STATED EXERCISE:
Which lines in the items below contain the word "horizon"? Gather every one of them, matching case exactly.

MATERIAL FOR THE TASK:
★ ★ ★ ★ ★

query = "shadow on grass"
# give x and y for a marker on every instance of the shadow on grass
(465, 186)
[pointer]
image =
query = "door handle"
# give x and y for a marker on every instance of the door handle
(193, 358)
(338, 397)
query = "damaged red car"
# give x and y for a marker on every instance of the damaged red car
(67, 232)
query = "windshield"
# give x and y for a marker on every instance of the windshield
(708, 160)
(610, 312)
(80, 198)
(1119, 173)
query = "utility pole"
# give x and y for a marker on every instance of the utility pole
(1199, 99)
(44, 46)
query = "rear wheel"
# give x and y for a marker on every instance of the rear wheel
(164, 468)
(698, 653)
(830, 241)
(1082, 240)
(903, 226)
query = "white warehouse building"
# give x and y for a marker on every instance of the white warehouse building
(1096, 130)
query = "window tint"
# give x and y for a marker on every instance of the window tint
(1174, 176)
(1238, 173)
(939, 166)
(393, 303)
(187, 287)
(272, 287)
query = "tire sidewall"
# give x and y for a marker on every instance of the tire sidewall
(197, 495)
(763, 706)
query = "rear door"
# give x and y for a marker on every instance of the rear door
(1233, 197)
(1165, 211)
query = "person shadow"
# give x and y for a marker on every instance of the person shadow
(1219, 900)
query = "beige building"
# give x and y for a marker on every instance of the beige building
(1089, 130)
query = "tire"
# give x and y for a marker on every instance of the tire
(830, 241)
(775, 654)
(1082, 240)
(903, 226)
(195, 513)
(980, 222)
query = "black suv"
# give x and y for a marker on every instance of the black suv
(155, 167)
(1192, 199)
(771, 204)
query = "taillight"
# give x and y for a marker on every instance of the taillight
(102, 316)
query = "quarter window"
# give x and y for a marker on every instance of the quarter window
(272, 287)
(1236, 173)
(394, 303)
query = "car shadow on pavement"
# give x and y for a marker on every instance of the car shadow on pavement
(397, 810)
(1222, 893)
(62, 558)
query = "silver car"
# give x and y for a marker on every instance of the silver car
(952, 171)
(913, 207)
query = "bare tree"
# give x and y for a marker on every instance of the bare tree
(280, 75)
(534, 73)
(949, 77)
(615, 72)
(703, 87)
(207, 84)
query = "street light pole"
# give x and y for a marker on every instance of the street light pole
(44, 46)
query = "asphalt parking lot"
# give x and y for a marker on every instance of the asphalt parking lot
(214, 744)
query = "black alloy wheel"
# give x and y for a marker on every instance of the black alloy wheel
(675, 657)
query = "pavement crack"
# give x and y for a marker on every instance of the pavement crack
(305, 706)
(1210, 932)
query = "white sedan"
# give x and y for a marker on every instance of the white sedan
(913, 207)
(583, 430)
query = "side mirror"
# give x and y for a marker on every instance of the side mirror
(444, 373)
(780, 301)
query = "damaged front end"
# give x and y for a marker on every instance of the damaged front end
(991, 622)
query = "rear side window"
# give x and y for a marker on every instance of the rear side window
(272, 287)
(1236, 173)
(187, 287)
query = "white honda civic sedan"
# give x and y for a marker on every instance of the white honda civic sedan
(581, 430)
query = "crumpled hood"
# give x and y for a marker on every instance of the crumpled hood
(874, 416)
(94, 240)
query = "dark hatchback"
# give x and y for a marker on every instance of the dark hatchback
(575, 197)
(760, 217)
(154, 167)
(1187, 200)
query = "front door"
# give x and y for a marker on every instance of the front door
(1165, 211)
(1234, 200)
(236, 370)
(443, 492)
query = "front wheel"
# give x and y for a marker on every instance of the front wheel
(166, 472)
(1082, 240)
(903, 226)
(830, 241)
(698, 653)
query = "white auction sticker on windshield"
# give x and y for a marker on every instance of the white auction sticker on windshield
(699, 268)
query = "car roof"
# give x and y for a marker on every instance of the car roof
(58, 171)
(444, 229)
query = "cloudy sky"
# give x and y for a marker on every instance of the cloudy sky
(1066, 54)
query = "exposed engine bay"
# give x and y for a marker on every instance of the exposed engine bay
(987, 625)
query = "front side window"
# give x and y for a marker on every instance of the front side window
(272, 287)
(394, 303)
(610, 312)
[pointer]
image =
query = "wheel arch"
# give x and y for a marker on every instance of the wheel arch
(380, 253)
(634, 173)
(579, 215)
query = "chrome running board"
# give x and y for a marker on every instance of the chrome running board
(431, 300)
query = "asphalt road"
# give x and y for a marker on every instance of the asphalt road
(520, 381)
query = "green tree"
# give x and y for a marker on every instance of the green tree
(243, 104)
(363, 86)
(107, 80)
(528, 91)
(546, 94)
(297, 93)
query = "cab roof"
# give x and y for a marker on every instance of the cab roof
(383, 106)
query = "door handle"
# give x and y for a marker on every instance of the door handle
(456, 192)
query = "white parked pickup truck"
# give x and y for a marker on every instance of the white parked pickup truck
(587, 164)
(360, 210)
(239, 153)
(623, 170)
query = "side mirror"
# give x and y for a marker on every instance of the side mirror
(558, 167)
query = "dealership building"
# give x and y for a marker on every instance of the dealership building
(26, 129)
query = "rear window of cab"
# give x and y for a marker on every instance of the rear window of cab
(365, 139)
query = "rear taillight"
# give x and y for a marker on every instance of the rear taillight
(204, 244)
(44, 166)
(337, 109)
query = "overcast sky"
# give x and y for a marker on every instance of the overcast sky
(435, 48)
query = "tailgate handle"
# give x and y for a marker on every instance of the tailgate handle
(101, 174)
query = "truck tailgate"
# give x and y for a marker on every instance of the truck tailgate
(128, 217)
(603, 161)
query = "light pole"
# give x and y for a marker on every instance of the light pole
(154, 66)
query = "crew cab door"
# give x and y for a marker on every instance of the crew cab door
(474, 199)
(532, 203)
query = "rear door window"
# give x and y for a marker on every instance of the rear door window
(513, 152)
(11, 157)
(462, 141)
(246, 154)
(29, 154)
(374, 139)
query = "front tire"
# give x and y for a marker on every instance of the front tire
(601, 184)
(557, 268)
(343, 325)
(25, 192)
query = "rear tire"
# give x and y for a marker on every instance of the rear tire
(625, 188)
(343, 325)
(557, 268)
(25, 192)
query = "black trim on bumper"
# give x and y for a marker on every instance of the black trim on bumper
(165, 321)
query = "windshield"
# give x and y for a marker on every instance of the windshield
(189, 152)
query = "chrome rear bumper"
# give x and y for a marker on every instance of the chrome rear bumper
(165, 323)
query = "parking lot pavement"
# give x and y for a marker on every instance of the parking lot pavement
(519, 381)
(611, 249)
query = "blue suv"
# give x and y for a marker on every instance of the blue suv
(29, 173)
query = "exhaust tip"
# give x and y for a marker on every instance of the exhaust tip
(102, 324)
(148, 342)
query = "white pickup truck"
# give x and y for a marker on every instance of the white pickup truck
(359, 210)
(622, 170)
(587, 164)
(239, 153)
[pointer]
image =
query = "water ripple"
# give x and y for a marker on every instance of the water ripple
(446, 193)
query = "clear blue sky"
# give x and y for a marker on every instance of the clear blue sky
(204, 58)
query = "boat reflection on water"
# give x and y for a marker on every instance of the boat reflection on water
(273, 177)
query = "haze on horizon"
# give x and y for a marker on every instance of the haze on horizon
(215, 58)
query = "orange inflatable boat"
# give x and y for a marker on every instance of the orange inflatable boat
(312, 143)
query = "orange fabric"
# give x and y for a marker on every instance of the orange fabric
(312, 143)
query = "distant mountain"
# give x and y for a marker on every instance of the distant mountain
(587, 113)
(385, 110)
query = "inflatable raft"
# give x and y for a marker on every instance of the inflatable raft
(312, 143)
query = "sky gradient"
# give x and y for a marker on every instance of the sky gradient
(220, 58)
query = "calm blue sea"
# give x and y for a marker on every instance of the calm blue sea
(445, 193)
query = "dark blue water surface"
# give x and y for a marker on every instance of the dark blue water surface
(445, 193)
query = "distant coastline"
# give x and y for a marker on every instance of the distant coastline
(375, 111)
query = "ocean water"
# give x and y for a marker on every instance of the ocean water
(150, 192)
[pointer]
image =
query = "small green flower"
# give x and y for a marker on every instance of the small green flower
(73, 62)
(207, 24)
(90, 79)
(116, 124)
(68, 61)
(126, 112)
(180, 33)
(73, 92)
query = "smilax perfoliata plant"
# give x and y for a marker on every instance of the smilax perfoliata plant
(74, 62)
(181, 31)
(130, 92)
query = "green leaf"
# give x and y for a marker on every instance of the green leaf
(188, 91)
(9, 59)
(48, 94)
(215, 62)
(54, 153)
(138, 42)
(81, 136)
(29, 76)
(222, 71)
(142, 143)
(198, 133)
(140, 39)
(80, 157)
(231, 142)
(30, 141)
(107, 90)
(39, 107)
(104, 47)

★ ★ ★ ★ ★

TASK ANSWER:
query = "haze on horizon"
# give x and y for a marker on every instance of the haze on horizon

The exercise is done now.